## start Source extract
Further, during my stay in the Netherlands, I have been lucky to make
some good friends, Seyed Ali Mirsoleimani, Hadi Ahmadi Balef, Hadi
Arjmandi-Tash, Seyed Kamal Sani, Soroush Rasti, and many others, whom
I am so grateful for their help in many ways. Without them, I would never feel
being like at home in the past five years. A big thanks goes to Hadi Ahmadi
Balef and his family for the joyfull gatherings and nice trips we have had.
Last but not least, I would like to express my thanks and gratitude to my
family, and in particular, my parents, who have believed in me, helped me
to pursue my dream and, enabled me to become the person I am today. My
thanks also go to my parents-in-law for their understanding and supports.
The biggest "thank you" goes to my beloved wife, Saeedeh, who sacrifices
herself to let me finish my PhD. Thank you for all support, encouragement,
and love you have unconditionally given me especially during this extremely
difficult time in our lives. Words can not express my gratitude for all what
you have done, may God reward you in a thousand folds, Saeedeh. My finall
thanks go to my little boy, Amirali, who has brought joyfull time to our family.
Sobhan Niknam
June, 2020
Leiden, The Netherlands
## end Source extract
## start Extracted data
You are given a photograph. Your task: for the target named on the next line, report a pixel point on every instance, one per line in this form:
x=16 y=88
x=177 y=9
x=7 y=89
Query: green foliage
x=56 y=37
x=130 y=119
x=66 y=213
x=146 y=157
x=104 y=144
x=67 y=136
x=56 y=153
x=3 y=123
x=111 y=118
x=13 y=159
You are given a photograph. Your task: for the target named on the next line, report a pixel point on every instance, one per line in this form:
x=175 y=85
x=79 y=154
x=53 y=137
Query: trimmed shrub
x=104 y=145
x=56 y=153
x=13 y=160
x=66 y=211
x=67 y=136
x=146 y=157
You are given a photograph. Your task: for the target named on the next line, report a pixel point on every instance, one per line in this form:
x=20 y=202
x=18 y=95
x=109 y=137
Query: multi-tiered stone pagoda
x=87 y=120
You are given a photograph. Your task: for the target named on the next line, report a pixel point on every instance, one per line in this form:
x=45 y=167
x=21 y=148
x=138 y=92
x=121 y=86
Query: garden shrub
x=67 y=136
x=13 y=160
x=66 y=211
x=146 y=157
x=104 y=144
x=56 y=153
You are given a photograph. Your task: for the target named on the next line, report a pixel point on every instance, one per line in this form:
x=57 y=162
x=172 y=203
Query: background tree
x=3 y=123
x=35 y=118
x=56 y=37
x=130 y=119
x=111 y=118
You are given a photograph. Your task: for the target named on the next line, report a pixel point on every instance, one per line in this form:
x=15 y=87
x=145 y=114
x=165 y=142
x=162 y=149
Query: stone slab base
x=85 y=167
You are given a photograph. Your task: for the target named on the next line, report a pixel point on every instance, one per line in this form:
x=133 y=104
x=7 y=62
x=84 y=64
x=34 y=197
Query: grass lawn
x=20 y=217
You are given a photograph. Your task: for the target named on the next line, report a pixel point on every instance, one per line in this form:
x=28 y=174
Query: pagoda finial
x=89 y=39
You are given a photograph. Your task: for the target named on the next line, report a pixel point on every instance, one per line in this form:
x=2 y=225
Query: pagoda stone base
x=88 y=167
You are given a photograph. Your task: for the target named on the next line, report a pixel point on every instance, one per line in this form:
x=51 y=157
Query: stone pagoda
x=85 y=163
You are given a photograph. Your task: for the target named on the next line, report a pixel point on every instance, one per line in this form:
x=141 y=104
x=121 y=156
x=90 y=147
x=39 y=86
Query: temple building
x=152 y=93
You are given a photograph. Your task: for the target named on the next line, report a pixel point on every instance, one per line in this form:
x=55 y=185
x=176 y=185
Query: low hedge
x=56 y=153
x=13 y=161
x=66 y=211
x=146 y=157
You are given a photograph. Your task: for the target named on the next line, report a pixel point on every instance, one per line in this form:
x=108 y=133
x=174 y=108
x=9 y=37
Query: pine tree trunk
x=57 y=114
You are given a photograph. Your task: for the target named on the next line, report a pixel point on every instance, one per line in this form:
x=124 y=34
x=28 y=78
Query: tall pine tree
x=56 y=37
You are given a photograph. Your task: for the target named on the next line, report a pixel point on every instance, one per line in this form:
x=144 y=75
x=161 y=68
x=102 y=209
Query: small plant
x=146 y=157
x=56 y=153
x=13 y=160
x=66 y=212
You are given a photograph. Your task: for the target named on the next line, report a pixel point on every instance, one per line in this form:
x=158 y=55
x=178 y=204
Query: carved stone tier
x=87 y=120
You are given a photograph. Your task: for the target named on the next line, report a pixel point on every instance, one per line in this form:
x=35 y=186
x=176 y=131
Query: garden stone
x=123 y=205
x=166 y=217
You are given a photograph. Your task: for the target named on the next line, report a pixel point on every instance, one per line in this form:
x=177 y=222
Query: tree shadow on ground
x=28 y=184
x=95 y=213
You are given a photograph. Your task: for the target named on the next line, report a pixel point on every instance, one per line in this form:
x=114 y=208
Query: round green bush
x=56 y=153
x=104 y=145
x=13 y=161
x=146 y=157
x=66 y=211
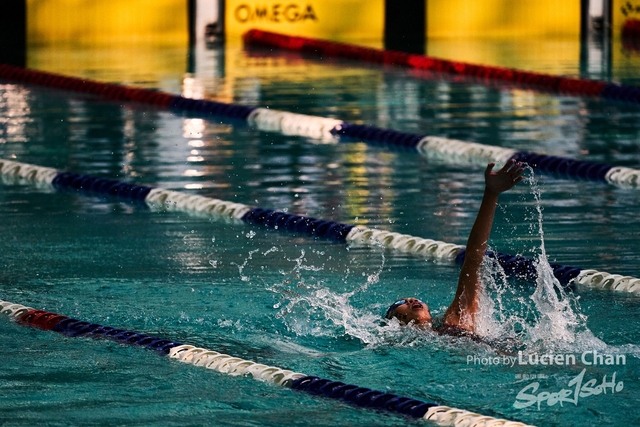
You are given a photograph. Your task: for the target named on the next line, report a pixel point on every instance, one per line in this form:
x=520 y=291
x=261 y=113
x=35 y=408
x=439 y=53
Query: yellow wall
x=330 y=19
x=621 y=11
x=502 y=18
x=106 y=21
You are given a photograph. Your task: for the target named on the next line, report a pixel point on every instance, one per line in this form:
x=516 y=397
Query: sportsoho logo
x=276 y=13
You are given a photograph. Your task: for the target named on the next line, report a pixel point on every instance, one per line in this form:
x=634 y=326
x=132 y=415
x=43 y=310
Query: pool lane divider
x=162 y=199
x=483 y=73
x=235 y=366
x=331 y=130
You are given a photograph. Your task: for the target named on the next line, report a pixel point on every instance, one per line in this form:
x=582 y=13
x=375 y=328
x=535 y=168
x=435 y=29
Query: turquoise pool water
x=312 y=306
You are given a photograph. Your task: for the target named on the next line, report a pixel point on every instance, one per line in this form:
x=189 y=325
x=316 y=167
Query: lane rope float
x=481 y=73
x=235 y=366
x=161 y=199
x=329 y=130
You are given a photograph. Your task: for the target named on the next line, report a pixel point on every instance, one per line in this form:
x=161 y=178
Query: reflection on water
x=286 y=299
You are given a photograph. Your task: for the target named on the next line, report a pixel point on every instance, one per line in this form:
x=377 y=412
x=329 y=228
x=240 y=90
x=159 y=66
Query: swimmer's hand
x=503 y=179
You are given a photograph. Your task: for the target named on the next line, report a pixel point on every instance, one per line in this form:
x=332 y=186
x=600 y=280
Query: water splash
x=550 y=318
x=310 y=308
## end Extracted data
> **Aim of the exercise**:
Answer these from the acknowledgments text:
1. For how many years does the writer say the friends made them feel at home?
2. Which friend is thanked, along with his family, for gatherings and trips?
3. What is the name of the writer's son?

> **Full answer**:
1. Five years.
2. Hadi Ahmadi Balef.
3. Amirali.